WHAT YOU HAVE TO DO
The records come next. Copy all of them exactly.

*** Opening of DATA PROVIDED ***

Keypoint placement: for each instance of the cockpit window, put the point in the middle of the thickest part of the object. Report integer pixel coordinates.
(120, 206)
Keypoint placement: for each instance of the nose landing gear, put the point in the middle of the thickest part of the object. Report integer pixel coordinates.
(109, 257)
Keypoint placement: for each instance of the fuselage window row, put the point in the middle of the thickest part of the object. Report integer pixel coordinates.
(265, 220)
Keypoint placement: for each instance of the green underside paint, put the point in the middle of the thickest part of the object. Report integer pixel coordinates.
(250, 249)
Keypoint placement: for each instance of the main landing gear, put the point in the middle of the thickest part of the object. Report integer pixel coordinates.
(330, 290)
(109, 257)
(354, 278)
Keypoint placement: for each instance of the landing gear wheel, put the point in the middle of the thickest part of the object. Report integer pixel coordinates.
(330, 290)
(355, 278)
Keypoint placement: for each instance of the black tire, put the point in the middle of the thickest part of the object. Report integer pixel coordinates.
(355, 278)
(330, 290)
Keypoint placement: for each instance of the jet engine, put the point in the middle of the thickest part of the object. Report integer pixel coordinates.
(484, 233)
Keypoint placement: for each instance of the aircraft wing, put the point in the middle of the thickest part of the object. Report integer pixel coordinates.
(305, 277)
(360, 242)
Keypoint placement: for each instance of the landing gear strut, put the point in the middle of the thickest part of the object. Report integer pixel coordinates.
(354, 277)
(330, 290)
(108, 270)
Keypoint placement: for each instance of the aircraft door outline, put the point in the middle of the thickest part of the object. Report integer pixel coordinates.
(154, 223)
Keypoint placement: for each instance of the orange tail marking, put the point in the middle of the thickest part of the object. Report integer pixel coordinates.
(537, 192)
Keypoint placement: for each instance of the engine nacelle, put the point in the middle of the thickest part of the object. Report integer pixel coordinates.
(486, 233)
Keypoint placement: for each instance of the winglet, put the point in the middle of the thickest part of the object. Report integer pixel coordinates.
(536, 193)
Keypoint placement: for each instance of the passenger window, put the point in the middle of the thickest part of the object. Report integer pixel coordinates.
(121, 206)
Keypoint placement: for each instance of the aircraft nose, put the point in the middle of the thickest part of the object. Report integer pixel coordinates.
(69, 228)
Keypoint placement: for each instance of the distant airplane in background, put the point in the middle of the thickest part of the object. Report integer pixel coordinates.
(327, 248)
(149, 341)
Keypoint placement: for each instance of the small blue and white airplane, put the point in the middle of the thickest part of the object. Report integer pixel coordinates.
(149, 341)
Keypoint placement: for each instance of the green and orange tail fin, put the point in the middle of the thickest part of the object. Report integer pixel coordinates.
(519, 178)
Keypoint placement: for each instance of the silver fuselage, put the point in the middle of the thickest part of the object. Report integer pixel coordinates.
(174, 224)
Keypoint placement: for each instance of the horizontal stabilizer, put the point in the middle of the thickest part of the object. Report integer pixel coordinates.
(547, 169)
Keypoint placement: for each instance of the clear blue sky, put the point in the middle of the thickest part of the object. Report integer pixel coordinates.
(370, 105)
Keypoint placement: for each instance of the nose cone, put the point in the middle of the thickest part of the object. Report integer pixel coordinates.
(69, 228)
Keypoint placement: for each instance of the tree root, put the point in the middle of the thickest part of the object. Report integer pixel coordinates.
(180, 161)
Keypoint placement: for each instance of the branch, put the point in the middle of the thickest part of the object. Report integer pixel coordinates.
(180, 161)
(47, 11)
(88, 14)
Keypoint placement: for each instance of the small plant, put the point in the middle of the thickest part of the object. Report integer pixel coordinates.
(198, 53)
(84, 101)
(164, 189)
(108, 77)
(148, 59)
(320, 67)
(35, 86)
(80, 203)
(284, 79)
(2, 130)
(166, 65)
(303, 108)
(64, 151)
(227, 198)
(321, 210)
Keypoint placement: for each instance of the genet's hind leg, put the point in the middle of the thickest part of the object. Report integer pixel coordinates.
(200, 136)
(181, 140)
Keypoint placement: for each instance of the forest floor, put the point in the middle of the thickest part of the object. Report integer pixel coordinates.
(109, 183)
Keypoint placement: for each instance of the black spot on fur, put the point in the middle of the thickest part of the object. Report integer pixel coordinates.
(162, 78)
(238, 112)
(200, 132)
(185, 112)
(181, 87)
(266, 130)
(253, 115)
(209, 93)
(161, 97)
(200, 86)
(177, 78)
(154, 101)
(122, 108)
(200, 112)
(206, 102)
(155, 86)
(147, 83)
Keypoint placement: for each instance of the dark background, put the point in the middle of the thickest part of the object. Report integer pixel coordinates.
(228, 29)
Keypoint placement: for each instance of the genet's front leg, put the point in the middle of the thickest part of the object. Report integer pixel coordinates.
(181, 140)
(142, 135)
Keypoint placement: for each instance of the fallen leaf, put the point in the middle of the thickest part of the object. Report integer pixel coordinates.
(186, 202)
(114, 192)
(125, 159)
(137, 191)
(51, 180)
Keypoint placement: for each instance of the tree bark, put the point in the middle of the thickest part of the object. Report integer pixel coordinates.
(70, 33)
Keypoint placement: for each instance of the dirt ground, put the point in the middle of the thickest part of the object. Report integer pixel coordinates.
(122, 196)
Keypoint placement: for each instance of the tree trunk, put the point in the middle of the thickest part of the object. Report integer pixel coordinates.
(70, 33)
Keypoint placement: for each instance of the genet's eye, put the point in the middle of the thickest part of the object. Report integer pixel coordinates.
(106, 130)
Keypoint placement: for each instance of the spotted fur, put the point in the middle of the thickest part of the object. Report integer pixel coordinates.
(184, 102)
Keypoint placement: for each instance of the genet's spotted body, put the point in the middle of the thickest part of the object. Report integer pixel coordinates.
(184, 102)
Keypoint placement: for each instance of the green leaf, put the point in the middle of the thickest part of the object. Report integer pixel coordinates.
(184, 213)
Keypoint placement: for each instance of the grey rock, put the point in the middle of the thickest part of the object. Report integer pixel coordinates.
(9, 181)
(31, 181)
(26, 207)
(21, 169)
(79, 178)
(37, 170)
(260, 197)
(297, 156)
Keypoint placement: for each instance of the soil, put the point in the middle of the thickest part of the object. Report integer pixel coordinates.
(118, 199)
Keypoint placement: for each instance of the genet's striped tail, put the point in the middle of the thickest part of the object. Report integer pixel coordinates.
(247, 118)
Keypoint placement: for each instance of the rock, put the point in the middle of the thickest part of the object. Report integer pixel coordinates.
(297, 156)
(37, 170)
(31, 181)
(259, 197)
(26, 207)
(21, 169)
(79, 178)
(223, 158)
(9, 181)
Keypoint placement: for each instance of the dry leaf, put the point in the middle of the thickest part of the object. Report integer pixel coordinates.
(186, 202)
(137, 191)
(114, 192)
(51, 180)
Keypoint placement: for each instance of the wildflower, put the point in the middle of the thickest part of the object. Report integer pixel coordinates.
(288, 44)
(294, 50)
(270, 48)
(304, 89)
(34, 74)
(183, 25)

*** Close of DATA PROVIDED ***

RESULT OF THIS EXERCISE
Keypoint placement: for each instance of the cockpit window, put the point in the middle of the thickest part of the object. Report integer pixel coordinates.
(120, 206)
Keypoint placement: for each instance of the nose landing gear, put the point in the middle of the thickest part of the object. Report integer pixel coordinates.
(109, 257)
Keypoint placement: for each instance of the fuselage window row, put the point in the middle of the thickest part of the object. Report integer pixel coordinates.
(265, 220)
Keypoint placement: for each instance of the green underside paint, put the point in the middle of the thickest part of the object. Report integer pixel coordinates.
(250, 249)
Keypoint placement: for each instance of the main landing gear, put the point in the middle of the thickest part of the object. Report integer pixel coordinates.
(330, 290)
(109, 257)
(354, 278)
Keypoint placement: for each instance of the landing gear wheel, put the point in the middle of the thickest part of the object. Report integer pixel coordinates.
(330, 290)
(355, 278)
Keypoint placement: for each instance of the black tire, put the point in the middle of the thickest part of the object. Report integer pixel coordinates.
(355, 278)
(330, 290)
Keypoint placement: for each instance of the jet engine, put the point in the middle of the thickest part of the object. Report integer pixel coordinates.
(484, 233)
Keypoint placement: for each instance of the aircraft wing, put the point in the middle of the thickest part of the object. Report integer pixel coordinates.
(305, 277)
(360, 242)
Keypoint placement: for each instance of the landing gear strut, put the point in the middle of the thickest part of the object. Report integer pixel coordinates.
(354, 277)
(330, 290)
(108, 270)
Keypoint placement: for each instance of the aircraft door outline, put the point in the middle of the thickest part of the object. Report integer pixel coordinates.
(154, 223)
Keypoint placement: for each instance of the orange tail marking, put the point in the middle of the thickest part of the object. Report integer pixel coordinates.
(537, 192)
Keypoint placement: for each instance of the engine nacelle, put the point in the middle of the thickest part of the object. Report integer pixel coordinates.
(486, 233)
Keypoint placement: for each instance of the winglet, put the point in the middle of the thickest part of the object. Report integer pixel coordinates.
(536, 193)
Keypoint placement: for each instance of the passenger window, put the point in the middle of the thickest part of the object. Report integer pixel coordinates.
(121, 206)
Keypoint placement: for each instance of the aircraft nose, put the point in the middle of the thickest part of the object. Report integer pixel coordinates.
(69, 228)
Keypoint placement: for each instance of the distant airplane in background, put the point in the middle of the thickest part of the object. Report integer pixel coordinates.
(327, 248)
(149, 341)
Keypoint placement: for each instance of the small blue and white airplane, put the point in the middle of the thickest part of the object. Report integer pixel coordinates.
(149, 341)
Keypoint placement: for each instance of the green and orange tail fin, put the point in the middle of the thickest part of the object. Report integer pixel coordinates.
(519, 178)
Keypoint placement: for each instance of the silver fuselage, put the point in the middle of the thickest part of the object. Report integer pixel coordinates.
(174, 224)
Keypoint placement: for each instance of the horizontal stabilizer, put the point in the middle of the thickest part of the object. Report integer pixel coordinates.
(547, 169)
Keypoint placement: for each instance of the clear blue sky, put the point in the middle of the thickest part of the object. Report integer pixel coordinates.
(370, 105)
Keypoint placement: for each instance of the nose cone, put the point in the middle of the thickest part of the object. Report integer pixel coordinates.
(69, 228)
Keypoint placement: for each instance of the tree root, put the point in the middle of the thickest part of the object. Report integer pixel coordinates.
(180, 161)
Keypoint placement: for each instance of the branch, put the point in the middle of the thickest part of the object. Report integer pixel coordinates.
(180, 161)
(47, 11)
(88, 14)
Keypoint placement: for each instance of the small plant, put the point in the middle of the thickest part of the object. Report integer pixel coordinates.
(198, 53)
(84, 101)
(164, 189)
(108, 77)
(148, 59)
(320, 67)
(35, 86)
(80, 203)
(284, 79)
(2, 130)
(166, 65)
(303, 108)
(64, 151)
(227, 198)
(321, 210)
Keypoint placement: for each instance of the genet's hind leg, put the point in the middle of the thickest part of the object. Report integer pixel coordinates.
(200, 136)
(181, 140)
Keypoint placement: for each instance of the forest floor, put the point in the middle of the thickest part of the object. Report integer pixel coordinates.
(109, 183)
Keypoint placement: for each instance of the black spot on fur, put the point in the middle of the thickest part of the object. Report integer pixel coordinates.
(162, 78)
(238, 112)
(200, 132)
(185, 112)
(181, 87)
(266, 130)
(253, 115)
(209, 93)
(161, 97)
(200, 86)
(177, 78)
(154, 101)
(122, 108)
(200, 112)
(206, 102)
(155, 86)
(147, 83)
Keypoint placement: for each instance of the dark background, put the point in the middle of the thickest part of the object. Report integer pixel coordinates.
(228, 29)
Keypoint placement: for each instance of the genet's front leg, put the point in the middle of the thickest part of the object. Report integer pixel coordinates.
(181, 140)
(142, 135)
Keypoint placement: for each instance of the fallen leaf, put the point in the middle of the thickest part of the object. Report integer pixel coordinates.
(186, 202)
(114, 192)
(125, 159)
(137, 191)
(51, 180)
Keypoint placement: for each instance of the tree bark, put the point in the middle of the thickest part of the object. Report integer pixel coordinates.
(70, 33)
Keypoint placement: for each instance of the dirt ground, put the point in the middle of the thickest part of the object. Report integer pixel coordinates.
(122, 196)
Keypoint placement: for each instance of the tree trunk, put the point in the middle of the thickest part of the object. Report integer pixel coordinates.
(70, 33)
Keypoint placement: for each instance of the genet's eye, put the point in the middle of the thickest part of the object. Report integer pixel coordinates.
(106, 130)
Keypoint placement: for each instance of the spotted fur, put the point in the middle of the thickest part of the object. Report integer pixel coordinates.
(184, 102)
Keypoint placement: for each instance of the genet's spotted body, put the point in the middle of the thickest part of the object. Report integer pixel coordinates.
(184, 102)
Keypoint placement: for each instance of the green leaf, put the point in the middle of the thickest part of the object. Report integer pixel coordinates.
(184, 213)
Keypoint placement: for each instance of the grey rock, put the point in the middle of the thickest part of the object. Report integer pixel coordinates.
(9, 181)
(31, 181)
(26, 207)
(21, 169)
(79, 178)
(37, 170)
(260, 197)
(297, 156)
Keypoint placement: for each instance of the soil, put the point in the middle of the thickest part of the object. Report integer pixel coordinates.
(118, 199)
Keypoint placement: for each instance of the genet's striped tail, put the point in the middle of the thickest part of the object. Report integer pixel coordinates.
(247, 118)
Keypoint placement: for each instance of the rock, put the point in the middle of the thickest part of the object. Report integer pixel coordinates.
(297, 156)
(37, 170)
(31, 181)
(259, 197)
(26, 207)
(21, 169)
(79, 178)
(223, 158)
(9, 181)
Keypoint placement: for each instance of the dry leaf, put the point in the middle of the thickest part of the object. Report integer pixel coordinates.
(186, 202)
(137, 191)
(114, 192)
(51, 180)
Keypoint placement: for each instance of the wildflower, put the point in the middle of the thickest part of the object. Report integer pixel coordinates.
(288, 44)
(294, 50)
(270, 48)
(304, 89)
(34, 74)
(183, 25)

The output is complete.